=== Supplied entries ===

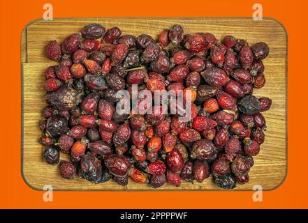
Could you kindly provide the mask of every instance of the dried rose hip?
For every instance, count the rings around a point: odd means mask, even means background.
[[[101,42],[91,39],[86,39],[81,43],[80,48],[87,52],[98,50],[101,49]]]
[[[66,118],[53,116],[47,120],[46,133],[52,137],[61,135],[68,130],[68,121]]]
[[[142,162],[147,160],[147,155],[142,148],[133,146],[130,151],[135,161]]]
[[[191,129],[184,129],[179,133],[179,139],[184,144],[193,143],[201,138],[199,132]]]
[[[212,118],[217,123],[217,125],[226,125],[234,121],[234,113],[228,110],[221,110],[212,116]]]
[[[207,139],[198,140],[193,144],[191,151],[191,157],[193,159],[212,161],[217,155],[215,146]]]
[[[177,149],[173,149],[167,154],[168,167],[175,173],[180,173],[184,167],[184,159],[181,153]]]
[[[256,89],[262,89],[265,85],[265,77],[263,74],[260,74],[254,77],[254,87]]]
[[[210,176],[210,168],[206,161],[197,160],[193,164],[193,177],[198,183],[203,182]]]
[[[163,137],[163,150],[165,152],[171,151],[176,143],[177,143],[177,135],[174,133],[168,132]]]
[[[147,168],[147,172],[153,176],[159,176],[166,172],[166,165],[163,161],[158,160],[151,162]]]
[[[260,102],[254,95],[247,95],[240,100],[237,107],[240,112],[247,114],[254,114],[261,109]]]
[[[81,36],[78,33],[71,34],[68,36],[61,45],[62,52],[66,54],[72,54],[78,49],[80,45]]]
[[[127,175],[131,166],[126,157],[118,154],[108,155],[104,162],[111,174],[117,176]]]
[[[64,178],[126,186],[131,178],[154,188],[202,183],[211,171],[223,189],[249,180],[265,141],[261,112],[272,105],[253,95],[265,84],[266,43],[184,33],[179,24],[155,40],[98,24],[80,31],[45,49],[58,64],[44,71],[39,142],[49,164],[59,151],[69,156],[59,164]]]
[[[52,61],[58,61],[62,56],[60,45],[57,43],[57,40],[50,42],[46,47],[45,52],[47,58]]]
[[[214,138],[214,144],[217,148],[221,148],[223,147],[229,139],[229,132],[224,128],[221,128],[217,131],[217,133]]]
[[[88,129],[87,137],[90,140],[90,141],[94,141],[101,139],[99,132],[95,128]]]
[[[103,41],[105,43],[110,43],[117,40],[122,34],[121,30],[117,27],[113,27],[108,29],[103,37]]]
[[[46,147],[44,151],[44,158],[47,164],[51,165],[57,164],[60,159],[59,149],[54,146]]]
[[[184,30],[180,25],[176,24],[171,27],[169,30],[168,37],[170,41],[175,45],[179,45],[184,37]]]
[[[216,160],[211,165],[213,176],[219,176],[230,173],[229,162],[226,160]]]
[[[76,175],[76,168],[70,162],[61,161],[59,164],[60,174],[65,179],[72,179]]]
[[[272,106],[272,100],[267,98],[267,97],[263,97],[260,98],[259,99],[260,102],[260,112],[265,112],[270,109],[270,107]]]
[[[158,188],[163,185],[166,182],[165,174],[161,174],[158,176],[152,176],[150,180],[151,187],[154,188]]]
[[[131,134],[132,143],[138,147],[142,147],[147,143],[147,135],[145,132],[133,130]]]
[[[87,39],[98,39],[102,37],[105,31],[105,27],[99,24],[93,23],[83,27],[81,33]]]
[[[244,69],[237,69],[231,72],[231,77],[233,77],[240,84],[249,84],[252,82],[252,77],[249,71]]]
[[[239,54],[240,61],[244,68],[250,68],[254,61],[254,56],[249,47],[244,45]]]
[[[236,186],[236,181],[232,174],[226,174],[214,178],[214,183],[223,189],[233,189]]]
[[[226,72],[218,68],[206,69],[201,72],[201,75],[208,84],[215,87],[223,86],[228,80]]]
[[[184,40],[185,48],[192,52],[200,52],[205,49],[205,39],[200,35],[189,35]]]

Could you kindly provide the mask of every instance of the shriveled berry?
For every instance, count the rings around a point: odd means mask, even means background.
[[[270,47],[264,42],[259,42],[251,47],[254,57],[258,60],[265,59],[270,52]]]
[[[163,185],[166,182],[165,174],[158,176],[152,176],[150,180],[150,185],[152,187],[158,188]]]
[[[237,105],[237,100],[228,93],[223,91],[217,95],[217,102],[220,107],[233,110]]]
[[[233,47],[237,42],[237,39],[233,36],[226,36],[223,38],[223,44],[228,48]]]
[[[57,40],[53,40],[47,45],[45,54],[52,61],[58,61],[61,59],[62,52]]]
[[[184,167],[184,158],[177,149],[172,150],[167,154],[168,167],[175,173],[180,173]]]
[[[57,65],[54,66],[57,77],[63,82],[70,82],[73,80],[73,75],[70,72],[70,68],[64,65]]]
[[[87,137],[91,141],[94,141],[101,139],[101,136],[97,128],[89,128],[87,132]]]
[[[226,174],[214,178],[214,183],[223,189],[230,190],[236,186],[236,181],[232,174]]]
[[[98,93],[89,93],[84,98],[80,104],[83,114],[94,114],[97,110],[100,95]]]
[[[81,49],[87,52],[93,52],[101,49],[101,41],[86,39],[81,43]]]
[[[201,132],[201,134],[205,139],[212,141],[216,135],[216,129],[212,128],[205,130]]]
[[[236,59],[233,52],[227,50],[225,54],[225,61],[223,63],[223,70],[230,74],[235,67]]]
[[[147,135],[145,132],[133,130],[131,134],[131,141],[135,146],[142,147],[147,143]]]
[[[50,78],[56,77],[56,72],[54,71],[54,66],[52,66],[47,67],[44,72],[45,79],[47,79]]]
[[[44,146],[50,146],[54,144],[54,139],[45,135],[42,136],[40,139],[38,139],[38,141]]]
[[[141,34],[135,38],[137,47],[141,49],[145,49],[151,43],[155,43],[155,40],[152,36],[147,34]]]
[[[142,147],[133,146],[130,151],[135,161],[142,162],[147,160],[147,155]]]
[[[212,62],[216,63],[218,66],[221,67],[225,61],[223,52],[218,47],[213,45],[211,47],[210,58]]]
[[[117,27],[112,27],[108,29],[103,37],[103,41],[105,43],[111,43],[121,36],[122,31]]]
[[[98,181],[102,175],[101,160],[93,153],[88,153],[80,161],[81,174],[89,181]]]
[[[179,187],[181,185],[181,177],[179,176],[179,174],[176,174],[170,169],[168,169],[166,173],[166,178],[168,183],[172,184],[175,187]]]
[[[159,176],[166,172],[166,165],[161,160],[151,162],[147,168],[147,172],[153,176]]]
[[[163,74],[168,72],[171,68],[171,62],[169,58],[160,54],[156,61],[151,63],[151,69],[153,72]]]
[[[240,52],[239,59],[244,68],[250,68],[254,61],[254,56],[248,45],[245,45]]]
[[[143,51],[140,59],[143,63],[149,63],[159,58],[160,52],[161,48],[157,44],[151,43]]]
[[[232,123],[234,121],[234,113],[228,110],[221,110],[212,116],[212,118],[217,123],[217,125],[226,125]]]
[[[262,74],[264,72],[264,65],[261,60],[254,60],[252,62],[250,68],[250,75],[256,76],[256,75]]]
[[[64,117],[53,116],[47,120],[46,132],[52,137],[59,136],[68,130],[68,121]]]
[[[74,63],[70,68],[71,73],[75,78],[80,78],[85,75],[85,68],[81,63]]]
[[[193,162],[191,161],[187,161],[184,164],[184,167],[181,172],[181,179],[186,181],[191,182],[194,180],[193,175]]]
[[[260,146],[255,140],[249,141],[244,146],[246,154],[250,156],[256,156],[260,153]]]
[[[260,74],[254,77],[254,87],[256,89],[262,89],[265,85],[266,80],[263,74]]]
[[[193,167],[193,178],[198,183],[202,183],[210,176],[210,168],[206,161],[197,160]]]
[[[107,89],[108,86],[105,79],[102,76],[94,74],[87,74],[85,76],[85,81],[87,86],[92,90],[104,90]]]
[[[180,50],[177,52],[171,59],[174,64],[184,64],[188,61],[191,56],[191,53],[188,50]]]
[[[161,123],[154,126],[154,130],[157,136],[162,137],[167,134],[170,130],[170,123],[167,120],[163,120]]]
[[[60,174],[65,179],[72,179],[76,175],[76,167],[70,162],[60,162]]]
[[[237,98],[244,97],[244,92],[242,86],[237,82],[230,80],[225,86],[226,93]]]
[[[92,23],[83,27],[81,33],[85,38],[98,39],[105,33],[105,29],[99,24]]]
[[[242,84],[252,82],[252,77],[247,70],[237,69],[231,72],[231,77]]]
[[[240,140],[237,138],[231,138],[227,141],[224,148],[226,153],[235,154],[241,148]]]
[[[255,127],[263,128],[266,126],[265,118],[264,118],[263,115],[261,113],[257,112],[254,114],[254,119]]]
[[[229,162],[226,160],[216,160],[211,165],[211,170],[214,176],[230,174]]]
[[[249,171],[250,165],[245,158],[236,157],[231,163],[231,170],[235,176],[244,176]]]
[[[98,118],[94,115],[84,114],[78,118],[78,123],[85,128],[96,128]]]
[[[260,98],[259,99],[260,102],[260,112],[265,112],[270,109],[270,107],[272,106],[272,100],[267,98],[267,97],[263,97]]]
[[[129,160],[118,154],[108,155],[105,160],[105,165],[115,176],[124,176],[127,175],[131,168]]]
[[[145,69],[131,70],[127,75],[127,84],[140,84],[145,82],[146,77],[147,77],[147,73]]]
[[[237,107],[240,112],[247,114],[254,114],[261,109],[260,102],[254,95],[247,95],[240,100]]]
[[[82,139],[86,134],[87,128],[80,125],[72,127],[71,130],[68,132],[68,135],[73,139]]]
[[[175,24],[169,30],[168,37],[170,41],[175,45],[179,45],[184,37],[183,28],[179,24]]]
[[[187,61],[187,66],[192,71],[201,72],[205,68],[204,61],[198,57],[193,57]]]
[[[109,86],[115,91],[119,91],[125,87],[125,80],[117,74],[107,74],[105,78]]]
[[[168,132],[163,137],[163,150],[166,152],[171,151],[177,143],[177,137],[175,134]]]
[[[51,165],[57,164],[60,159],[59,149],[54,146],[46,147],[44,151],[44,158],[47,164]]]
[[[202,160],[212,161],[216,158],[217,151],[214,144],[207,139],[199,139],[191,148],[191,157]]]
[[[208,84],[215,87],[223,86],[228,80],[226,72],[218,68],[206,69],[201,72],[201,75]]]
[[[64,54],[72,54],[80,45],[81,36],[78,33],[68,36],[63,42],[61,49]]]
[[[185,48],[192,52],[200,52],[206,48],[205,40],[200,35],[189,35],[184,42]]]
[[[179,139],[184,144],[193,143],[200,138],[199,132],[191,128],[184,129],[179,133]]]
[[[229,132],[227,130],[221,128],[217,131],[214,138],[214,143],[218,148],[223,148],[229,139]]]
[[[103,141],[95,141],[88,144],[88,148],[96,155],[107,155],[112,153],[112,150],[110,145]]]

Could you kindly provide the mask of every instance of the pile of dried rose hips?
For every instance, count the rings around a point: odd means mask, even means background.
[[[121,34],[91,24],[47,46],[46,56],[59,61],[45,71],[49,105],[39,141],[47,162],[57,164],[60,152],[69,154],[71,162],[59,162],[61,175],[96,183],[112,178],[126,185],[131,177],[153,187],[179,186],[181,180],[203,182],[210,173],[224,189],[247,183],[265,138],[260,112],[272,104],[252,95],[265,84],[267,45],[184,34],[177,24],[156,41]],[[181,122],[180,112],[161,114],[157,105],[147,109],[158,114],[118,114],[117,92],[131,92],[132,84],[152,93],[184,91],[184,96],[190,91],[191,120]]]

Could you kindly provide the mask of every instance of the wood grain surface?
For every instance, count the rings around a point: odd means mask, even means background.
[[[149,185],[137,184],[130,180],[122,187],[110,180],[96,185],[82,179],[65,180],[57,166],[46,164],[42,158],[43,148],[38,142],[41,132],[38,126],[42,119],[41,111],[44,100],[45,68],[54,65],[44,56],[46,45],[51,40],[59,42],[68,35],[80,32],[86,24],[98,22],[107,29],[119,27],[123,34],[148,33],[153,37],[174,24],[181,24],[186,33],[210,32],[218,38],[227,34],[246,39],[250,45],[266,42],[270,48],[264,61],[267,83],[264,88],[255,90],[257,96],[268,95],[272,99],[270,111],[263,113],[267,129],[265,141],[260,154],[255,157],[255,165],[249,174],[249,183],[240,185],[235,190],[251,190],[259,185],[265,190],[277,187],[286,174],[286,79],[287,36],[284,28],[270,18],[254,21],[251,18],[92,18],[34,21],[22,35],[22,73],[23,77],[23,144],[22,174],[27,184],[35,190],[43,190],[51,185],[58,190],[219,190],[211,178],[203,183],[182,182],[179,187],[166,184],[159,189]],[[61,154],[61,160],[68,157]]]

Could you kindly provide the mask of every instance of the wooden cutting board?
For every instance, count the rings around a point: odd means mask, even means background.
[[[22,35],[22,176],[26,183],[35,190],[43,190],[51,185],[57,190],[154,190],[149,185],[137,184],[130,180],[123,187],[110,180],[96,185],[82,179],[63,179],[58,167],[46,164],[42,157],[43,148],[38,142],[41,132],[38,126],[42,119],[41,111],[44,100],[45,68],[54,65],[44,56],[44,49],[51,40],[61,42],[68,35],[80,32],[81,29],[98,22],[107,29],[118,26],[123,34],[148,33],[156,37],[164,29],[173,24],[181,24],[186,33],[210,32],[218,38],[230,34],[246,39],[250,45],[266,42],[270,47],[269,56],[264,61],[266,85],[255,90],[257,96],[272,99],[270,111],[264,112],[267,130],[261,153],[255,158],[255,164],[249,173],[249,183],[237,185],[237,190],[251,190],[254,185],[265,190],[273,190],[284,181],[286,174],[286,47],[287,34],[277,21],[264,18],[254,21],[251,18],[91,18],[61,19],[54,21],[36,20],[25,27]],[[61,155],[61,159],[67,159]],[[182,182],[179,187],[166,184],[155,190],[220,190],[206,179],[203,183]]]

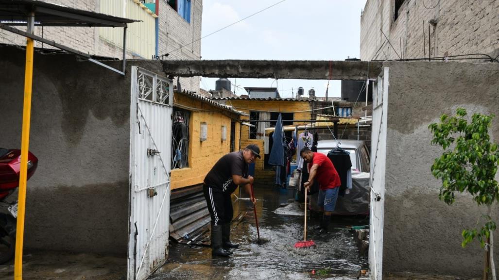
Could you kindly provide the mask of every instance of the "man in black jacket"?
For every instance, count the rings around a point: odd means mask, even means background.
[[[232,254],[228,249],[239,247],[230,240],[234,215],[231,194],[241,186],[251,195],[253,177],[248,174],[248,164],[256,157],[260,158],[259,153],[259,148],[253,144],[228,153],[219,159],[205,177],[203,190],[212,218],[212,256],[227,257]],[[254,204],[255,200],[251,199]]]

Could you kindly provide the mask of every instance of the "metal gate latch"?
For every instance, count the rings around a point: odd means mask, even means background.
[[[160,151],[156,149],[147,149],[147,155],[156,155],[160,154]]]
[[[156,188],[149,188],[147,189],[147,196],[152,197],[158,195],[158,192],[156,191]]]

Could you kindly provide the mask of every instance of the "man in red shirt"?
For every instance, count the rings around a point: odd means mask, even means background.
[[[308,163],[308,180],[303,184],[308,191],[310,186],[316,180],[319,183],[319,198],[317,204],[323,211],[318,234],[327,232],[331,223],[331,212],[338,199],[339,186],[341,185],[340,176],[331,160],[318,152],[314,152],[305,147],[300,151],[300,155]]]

===

__The problem__: Please pick out and copy every line of the listing that contains the word "rose". Matches must have the same letter case.

__Correct answer__:
Could you kindly provide the mask of every instance of the dried rose hip?
Could you kindly provide the mask of every instance of the pile of dried rose hips?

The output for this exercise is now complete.